== ASSIGNED TASK ==
Go through the material below and copy all lines with "query".

== INPUT DATA ==
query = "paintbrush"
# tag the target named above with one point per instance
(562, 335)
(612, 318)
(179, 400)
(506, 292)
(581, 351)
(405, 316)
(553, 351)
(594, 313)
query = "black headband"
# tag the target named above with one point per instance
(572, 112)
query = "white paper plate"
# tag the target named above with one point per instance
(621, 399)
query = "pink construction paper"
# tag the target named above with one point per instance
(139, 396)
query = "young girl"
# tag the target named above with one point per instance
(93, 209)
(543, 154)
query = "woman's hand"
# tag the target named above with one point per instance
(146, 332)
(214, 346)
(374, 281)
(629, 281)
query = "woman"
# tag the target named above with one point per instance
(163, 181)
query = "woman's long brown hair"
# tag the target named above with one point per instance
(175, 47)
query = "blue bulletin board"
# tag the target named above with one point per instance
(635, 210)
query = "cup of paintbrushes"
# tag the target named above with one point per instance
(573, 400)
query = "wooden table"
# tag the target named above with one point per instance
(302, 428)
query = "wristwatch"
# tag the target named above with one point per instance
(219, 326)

== ANSWER TO THE EXERCISE ==
query = "paintbrush"
query = "black headband"
query = "white paper plate"
query = "pink construction paper"
query = "young girl"
query = "woman's hand"
query = "woman"
query = "woman's long brown hair"
query = "blue bulletin board"
query = "cup of paintbrushes"
query = "wooden table"
query = "wristwatch"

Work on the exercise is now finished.